The request:
Copy the material from the line holding "the white window" through the end of the material, inclusive, keeping the requests. Multiply every coordinate in the answers by 0.85 and round each to a whole number, with halves rounded up, while leaving the requests and their sample coordinates unchanged.

[start of The data]

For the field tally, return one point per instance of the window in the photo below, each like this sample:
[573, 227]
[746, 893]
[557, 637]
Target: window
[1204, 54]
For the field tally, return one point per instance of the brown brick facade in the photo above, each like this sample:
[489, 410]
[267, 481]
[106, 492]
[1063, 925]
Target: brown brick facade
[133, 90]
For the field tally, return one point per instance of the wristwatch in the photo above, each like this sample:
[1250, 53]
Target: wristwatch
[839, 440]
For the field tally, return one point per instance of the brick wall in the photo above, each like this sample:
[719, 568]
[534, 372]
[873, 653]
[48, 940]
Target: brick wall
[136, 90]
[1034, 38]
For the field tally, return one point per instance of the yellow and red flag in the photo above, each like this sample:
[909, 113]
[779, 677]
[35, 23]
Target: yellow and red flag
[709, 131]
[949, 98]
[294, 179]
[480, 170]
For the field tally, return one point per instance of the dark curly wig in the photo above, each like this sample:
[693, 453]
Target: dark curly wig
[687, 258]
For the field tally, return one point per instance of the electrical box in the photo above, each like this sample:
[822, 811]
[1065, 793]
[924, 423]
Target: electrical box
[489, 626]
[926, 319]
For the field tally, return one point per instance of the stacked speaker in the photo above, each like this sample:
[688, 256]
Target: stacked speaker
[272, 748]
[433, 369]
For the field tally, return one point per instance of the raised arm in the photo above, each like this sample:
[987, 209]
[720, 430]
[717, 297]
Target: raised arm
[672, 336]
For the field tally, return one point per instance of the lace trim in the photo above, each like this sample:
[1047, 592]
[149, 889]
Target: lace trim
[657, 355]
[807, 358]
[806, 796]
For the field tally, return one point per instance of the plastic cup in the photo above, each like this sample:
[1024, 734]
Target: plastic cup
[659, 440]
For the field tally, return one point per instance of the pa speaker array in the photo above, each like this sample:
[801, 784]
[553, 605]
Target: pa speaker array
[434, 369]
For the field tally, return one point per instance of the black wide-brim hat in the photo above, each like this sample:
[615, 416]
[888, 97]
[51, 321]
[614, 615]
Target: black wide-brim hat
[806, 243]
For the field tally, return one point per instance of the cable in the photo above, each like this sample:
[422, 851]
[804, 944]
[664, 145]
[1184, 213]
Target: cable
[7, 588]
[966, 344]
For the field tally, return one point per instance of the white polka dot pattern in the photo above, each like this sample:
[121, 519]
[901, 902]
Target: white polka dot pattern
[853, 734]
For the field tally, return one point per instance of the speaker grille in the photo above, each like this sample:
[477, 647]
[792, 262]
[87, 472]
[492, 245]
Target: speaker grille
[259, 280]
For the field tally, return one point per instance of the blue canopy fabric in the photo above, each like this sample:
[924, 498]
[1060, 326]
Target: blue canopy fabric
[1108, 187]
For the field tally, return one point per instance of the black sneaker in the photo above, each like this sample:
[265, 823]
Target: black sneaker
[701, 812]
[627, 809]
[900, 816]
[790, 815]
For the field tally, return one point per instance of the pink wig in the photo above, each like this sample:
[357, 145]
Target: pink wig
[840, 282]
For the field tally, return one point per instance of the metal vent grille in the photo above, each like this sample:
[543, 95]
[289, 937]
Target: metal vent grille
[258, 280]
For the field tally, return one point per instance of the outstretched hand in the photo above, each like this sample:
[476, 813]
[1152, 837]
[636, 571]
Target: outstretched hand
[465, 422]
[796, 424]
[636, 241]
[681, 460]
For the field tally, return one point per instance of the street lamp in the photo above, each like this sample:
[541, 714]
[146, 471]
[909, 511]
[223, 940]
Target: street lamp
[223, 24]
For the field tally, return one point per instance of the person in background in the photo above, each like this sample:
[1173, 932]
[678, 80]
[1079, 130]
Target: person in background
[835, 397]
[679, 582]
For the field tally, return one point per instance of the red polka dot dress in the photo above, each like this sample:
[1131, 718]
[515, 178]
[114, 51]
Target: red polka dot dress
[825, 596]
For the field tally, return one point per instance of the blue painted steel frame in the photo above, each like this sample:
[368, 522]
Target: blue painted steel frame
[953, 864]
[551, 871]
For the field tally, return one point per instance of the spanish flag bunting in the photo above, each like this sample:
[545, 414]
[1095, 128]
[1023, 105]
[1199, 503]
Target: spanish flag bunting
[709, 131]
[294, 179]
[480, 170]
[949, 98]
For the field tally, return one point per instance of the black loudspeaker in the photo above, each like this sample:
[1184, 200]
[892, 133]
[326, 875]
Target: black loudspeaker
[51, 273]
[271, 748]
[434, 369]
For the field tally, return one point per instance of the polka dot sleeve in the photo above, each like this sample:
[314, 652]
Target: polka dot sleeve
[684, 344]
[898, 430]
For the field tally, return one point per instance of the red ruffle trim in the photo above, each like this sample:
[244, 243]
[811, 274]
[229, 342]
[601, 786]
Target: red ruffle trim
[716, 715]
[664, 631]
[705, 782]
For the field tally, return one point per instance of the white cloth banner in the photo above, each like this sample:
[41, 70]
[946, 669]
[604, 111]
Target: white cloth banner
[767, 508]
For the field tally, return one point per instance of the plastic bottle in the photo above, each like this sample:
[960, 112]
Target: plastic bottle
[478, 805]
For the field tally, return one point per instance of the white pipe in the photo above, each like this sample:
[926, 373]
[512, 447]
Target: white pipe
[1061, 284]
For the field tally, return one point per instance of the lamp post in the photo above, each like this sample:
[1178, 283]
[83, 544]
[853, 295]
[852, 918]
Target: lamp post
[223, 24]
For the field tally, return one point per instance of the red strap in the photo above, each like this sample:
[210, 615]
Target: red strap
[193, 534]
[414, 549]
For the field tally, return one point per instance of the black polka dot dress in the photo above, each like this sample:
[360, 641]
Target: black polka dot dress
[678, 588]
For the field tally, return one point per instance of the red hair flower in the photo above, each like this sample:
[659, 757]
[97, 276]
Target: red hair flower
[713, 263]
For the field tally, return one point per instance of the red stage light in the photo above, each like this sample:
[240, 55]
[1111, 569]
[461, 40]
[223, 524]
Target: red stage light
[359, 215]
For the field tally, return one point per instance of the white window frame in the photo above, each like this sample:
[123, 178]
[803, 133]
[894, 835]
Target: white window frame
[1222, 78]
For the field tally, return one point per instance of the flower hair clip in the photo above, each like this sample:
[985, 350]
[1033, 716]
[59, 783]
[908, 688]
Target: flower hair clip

[end of The data]

Completed exercise:
For the field tally, return one point per instance of the white window frame in the photo above, each like this sample:
[123, 178]
[803, 133]
[894, 835]
Target: white window frame
[1039, 66]
For the field tally, return one point per instance of the flower hair clip in the photo above, each like this sample:
[985, 350]
[1033, 716]
[59, 783]
[908, 688]
Target: flower hair clip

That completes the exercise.